-- START OF Material for this task --

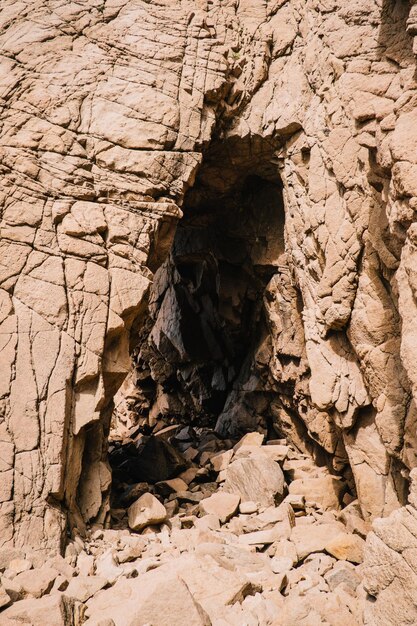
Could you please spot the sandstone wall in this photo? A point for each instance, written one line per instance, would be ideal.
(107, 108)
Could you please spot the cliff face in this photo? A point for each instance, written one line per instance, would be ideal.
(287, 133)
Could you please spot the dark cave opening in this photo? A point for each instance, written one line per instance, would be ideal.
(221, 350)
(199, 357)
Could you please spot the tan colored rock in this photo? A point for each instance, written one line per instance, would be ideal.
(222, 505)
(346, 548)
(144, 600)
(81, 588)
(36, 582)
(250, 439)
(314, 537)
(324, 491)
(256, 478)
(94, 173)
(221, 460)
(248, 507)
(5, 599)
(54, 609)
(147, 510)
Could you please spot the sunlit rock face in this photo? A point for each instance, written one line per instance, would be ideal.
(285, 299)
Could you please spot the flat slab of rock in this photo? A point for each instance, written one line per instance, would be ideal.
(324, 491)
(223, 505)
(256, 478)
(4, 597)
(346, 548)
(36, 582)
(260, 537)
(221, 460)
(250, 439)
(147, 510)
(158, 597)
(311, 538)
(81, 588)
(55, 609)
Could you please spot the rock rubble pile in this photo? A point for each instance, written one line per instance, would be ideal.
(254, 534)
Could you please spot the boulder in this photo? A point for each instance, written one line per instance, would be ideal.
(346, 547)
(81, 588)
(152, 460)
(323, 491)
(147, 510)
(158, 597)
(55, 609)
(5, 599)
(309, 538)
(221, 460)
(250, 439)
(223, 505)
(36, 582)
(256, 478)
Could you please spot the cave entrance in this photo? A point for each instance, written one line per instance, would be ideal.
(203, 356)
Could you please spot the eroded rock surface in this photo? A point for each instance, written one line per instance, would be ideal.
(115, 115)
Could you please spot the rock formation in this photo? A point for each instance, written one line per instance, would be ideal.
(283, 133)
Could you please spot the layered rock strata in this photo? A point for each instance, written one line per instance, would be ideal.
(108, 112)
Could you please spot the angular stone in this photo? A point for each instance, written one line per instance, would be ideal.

-- END OF Material for this task --

What are the lines from the one with "Could you please spot the eroded" through the last line of the records above? Quote them exactly and add nothing.

Could you please spot the eroded rock surface in this photo? A point for each instance, written one line per instance, would be ideal.
(115, 115)
Could you please spot the rock formation in this photo? A point for each instance, written one line per instance, would be ideal.
(283, 133)
Could you please spot the layered rock strata in this photo? A point for each instance, written one line per instance, would be ideal.
(108, 112)
Could you please spot the angular stone in this photo? A point for each instance, written one line per instance, would be ideal.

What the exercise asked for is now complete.